PROBLEM:
Reproduce every one of the rows below word for word, without changing anything.

DATA FOR THE TASK:

· · · · ·

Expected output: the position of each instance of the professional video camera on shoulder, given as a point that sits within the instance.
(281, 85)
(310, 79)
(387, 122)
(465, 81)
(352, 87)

· · · · ·

REPLY:
Expected output: the position of each instance of the professional video camera on shoulder, given as a point that sits within the instance.
(281, 85)
(310, 79)
(387, 122)
(465, 81)
(352, 87)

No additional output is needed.